DATA LISTING:
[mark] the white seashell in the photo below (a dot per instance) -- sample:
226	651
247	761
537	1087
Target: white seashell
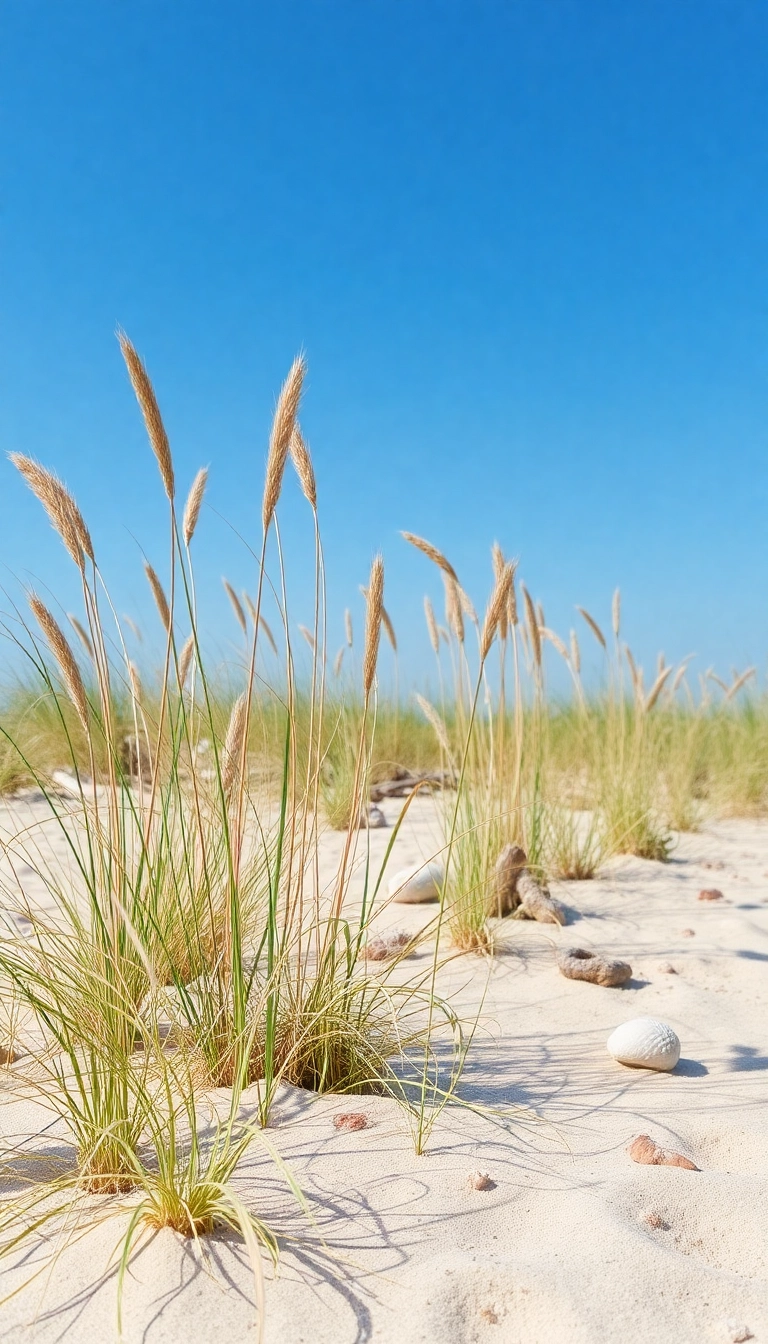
418	883
644	1043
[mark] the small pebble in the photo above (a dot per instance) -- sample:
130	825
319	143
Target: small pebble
480	1180
739	1333
351	1120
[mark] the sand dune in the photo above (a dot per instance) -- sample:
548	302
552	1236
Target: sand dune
573	1242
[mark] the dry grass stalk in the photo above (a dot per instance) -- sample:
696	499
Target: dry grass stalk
616	612
236	605
303	464
194	504
453	614
151	413
574	653
432	625
280	438
81	633
59	506
234	739
435	721
63	655
498	558
531	621
495	610
374	606
592	625
186	660
433	554
160	600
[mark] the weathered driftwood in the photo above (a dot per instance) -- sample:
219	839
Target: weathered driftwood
518	893
405	784
579	964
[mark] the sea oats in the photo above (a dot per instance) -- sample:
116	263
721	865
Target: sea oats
186	660
194	504
496	608
374	604
531	621
236	605
453	614
432	553
232	754
151	413
592	625
432	625
280	438
303	464
81	633
63	655
160	600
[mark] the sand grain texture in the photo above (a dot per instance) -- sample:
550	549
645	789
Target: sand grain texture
572	1242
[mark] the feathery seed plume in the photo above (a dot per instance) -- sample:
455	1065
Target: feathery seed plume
59	504
63	655
151	413
160	600
234	739
186	660
194	504
280	438
495	609
81	633
531	621
374	604
303	464
432	553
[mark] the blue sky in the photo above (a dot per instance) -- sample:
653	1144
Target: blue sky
522	245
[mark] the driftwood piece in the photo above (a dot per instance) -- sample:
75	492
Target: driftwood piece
509	866
537	903
580	964
643	1149
405	784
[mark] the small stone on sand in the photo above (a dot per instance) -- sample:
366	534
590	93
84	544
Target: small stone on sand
480	1180
351	1120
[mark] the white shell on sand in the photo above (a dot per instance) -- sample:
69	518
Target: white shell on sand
418	883
644	1043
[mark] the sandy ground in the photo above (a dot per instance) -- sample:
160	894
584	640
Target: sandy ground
574	1242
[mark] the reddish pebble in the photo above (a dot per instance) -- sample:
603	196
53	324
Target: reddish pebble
351	1120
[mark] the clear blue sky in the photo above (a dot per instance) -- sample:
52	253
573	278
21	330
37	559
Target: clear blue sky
522	245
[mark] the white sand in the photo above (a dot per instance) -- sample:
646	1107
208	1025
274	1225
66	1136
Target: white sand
560	1250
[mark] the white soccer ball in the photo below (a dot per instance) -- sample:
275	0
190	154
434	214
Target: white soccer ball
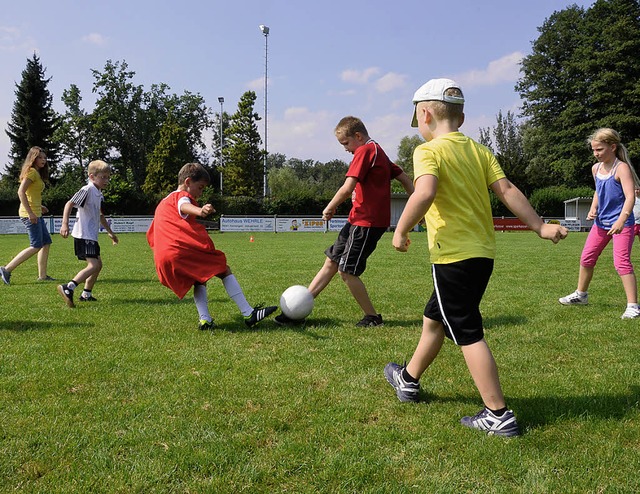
296	302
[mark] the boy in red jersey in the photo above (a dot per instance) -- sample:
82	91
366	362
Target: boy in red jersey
368	185
184	253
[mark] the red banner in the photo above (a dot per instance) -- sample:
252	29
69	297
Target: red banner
509	224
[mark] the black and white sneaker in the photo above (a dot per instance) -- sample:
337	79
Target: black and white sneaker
67	295
487	422
205	325
405	391
258	314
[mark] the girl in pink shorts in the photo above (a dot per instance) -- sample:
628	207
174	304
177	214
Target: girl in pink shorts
612	212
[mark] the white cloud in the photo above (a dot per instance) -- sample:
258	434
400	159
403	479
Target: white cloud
12	40
389	82
505	69
359	76
95	39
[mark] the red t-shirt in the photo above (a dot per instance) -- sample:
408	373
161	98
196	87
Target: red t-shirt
371	198
183	251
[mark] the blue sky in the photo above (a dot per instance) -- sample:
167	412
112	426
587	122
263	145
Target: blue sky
325	59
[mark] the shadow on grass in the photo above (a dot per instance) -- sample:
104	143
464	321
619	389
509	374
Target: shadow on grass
504	320
544	410
40	325
269	326
127	281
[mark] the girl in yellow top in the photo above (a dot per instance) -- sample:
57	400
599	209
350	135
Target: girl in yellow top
32	177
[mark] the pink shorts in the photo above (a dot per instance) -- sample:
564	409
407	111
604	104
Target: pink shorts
598	239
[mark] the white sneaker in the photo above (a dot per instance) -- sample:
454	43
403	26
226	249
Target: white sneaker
574	299
631	313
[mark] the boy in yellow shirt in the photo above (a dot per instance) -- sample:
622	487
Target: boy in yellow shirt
452	176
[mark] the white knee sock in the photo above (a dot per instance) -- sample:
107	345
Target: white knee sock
234	290
202	304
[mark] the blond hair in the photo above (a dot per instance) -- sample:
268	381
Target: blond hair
98	166
195	171
348	126
447	111
29	163
609	136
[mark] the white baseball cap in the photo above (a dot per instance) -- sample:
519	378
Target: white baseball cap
435	90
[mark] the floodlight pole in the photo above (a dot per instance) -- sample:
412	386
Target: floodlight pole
265	32
221	163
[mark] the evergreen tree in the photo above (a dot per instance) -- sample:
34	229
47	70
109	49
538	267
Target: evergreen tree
74	136
244	158
582	74
33	120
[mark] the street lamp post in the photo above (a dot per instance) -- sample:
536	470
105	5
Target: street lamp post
265	31
221	101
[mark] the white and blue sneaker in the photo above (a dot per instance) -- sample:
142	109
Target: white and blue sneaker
575	299
486	421
405	391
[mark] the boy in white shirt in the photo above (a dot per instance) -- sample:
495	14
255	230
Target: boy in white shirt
88	201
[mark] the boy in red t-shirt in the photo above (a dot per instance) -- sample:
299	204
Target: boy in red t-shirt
368	185
184	253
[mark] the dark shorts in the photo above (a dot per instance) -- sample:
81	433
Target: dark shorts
86	248
38	233
457	291
353	246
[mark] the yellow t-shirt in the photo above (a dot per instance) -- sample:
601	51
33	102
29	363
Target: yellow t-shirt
459	222
34	194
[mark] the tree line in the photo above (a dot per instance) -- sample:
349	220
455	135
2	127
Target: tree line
583	72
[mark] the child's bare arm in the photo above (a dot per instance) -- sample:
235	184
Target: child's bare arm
406	182
64	228
340	196
105	224
192	209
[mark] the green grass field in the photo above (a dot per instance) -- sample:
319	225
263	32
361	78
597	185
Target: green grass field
126	395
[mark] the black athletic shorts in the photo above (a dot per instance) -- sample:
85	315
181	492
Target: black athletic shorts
86	248
353	246
457	291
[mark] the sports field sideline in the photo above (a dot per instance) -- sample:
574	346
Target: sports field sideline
125	395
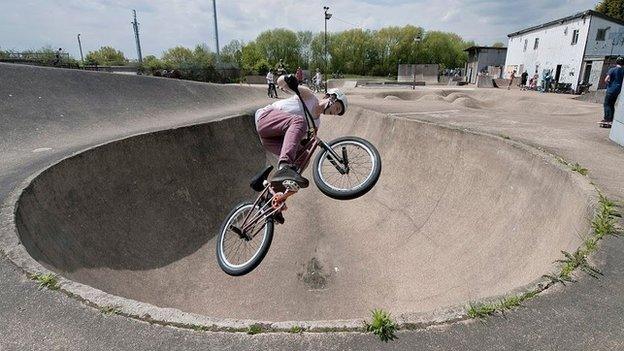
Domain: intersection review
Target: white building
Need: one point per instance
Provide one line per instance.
(578, 49)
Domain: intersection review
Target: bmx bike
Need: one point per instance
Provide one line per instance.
(345, 168)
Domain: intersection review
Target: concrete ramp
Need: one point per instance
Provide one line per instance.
(427, 73)
(455, 217)
(341, 83)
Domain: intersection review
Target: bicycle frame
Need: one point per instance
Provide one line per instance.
(275, 201)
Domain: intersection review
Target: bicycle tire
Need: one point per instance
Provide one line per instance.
(322, 162)
(258, 255)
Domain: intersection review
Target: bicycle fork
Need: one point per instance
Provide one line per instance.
(341, 164)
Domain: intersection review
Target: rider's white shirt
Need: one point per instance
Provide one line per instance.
(292, 105)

EXERCISE REQUIREMENTS:
Reproduce the entries exactly. Do not carry over any picture.

EXPECTED OUTPUT:
[mark] the white seashell in the photo below (a dot per instance) -- sample:
226	651
247	761
537	1087
Target: white seashell
418	883
644	1043
[mark] the small pebble in the photo above (a dot per instance) -- sample:
130	825
319	143
Target: small pebble
480	1180
739	1333
351	1120
[mark] the sand dune in the photo above (a dot per instance) -- sample:
548	302
552	1236
Target: sand dune
573	1242
[mark] the dry grass stalk in the photo above (a dot per instance) -- sample:
696	499
Target: dry grass stalk
616	612
236	605
303	464
194	504
453	614
151	413
574	653
432	625
280	438
81	633
59	506
234	739
435	721
63	655
498	558
531	621
495	610
374	606
592	625
186	660
433	554
160	600
[mark] the weathered driftwood in the photo above (a dot per instance) -- sample:
219	839
Target: weathered driftwood
518	893
405	784
579	964
[mark] the sea oats in the photo above (a dot per instance) -- sample:
116	263
721	865
Target: sea oats
186	660
194	504
496	608
374	604
531	621
236	605
453	614
432	553
232	754
151	413
592	625
432	625
280	438
303	464
81	633
63	655
160	600
[mark] the sand grain texture in the photo above (a dot per instance) -- sample:
550	549
645	789
Target: sand grain texture
572	1242
[mark] the feathery seed plume in the photo above (a dot per instance) -- sample:
455	1065
Target: feathery seed plume
59	504
63	655
151	413
160	600
234	739
186	660
194	504
280	438
495	609
81	633
531	621
374	604
303	464
432	553
[mark] the blue sky in the photo above (a dot per instance) -- sample:
653	1144
Target: blue sky
522	245
[mark] the driftwood piece in the photo above (a dot per instance) -- sample:
75	492
Target: driftwood piece
509	866
537	903
580	964
643	1149
405	784
[mark] the small stone on sand in the photo above (a dot per instance) -- sample:
366	534
590	93
84	544
Target: small stone on sand
480	1180
351	1120
[mark] the white shell on sand in the photo above (a dot per instance) -- sample:
69	518
Target: white shell on sand
418	883
644	1043
[mark] the sandy ground in the photo above (a dot per instance) -- sample:
160	894
584	640
Target: sandy ground
574	1242
[mark] the reddish pebble in the photo above (a dot per instance) -- sample:
603	196
53	324
Target: reddish pebble
351	1120
[mark] the clear blue sky in the photo above (a dot per instance) -- sample:
52	253
573	278
21	330
37	559
Target: clear blue sky
522	245
[mark] the white sand in the photo above (a dot per instance) -- sample:
646	1107
208	1025
274	1225
66	1136
Target: white sand
560	1250
[mark] the white soccer ball in the photo below (a dot per instance) -- sample:
275	0
190	154
434	214
Target: white soccer ball
296	302
[mark] the boy in red jersey in the photo above (a dot per instance) -- sample:
82	91
366	362
Target: boy in red jersey
368	185
184	253
[mark] the red banner in the photo above (a dot per instance) -- sample:
252	29
69	297
Target: red banner
509	224
[mark] the black and white sneaker in the photo above (a dot per instance) -- sample:
337	79
Target: black and white sneaker
67	295
487	422
205	325
405	391
258	314
[mark] the girl in pink shorts in the photo above (a dot per instance) -- sample:
628	207
174	304
177	214
Target: girl in pink shorts
612	212
[mark] the white cloud in the photo above (a dot per instance) -- sample:
258	434
400	159
403	479
Target: white cloud
12	40
389	82
505	69
359	76
95	39
[mark] the red t-shirt in the photo above (a dot per instance) -- sample:
408	373
161	98
196	87
Target: red t-shirt
371	198
183	251
[mark] the blue sky in the photo above (a dot per instance) -- sample:
167	412
112	426
587	122
263	145
Target: blue sky
325	59
[mark] the shadow on grass in the photo above (a dot per instance) -- sample:
104	143
464	321
619	389
509	374
Target: shadow on grass
504	320
544	410
40	325
269	326
127	281
[mark] the girl in yellow top in the photo above (a dot per instance) -- sample:
57	400
599	209
350	135
Target: girl in yellow top
32	177
[mark] the pink shorts in the photo above (a dot per instance) -- sample:
564	409
407	111
604	104
Target: pink shorts
598	239
[mark] the white sneaker in the photo above (a dot per instance) -- sample:
454	43
403	26
226	249
Target: white sneaker
574	299
631	313
[mark] the boy in yellow shirt in the photo above (a dot per instance) -- sample:
622	487
Target: boy in yellow shirt
452	176
[mark] the white knee sock in the photo above (a dot per instance) -- sample:
107	345
Target: white knee sock
234	290
202	304
[mark] the blond hair in the photo above (a dot per instance) -- sample:
268	381
Target: blond hair
98	166
195	171
348	126
447	111
29	163
609	136
[mark] the white baseball cap in the photo above (a dot per instance) -- sample:
519	378
Target: white baseball cap
435	90
[mark] the floodlight pole in the photo above (a dot per instance) -- sample:
412	386
Target: floodlight pole
265	32
221	163
[mark] the evergreen tree in the photo above (a dot per instance) -- sample:
34	229
47	70
109	49
538	267
Target: evergreen tree
74	136
244	158
582	74
33	120
[mark] the street lamp post in the photo above (a dot per instance) -- sample:
536	470
105	5
Target: street lamp post
265	31
221	101
[mark] the white and blue sneaker in the photo above (a dot per instance) -- sample:
142	109
Target: white and blue sneaker
575	299
486	421
405	391
[mark] the boy in white shirt in the photo above (a dot per instance) -- sample:
495	14
255	230
Target: boy in white shirt
88	201
[mark] the boy in red t-shirt in the photo above (a dot per instance) -- sample:
299	204
Target: boy in red t-shirt
368	185
184	253
[mark] the dark shorts in the photo above (a dot per instance) -- sample:
81	433
Target: dark shorts
86	248
38	233
457	291
353	246
[mark] the yellow t-shirt in the photo above (a dot per instance) -- sample:
601	51
33	102
29	363
Target: yellow t-shirt
459	222
34	194
[mark] the tree line in the photo above (a dot per instance) -- sample:
349	220
455	135
2	127
Target: tree line
583	72
[mark] the child's bare arm in the photo above (a dot per instance) -- sample:
235	184
Target: child's bare arm
406	182
64	228
340	196
105	224
192	209
[mark] the green grass field in the photo above (a dot per instance) -- sample:
319	225
263	32
361	78
597	185
Target: green grass field
126	395
[mark] the black athletic shorts in the photo above (a dot per instance) -- sample:
85	315
181	492
Target: black athletic shorts
86	248
353	246
457	291
[mark] the sports field sideline in the photo above (a dot per instance) -- sample:
574	346
Target: sports field sideline
125	395
Domain: intersection review
Target: white building
Need: one point per instance
Provide one line per instance.
(578, 49)
Domain: intersection review
Target: bmx bike
Need: one point per instance
Provide one line per instance.
(345, 168)
Domain: intersection review
Target: concrete ramp
Need: one point per instance
Provide one line per instance.
(427, 73)
(455, 217)
(341, 83)
Domain: intersection review
Target: bicycle frame
Need: one point per instance
Provide one line per instance.
(275, 201)
Domain: intersection review
Target: bicycle tire
Need: one point per instance
Provide one line per instance.
(322, 162)
(258, 255)
Domain: intersection review
Target: bicycle fork
Need: one point per instance
Provide one line per instance.
(341, 164)
Domain: intersection review
Target: rider's white shirt
Need: one point per instance
Provide one line per instance.
(292, 105)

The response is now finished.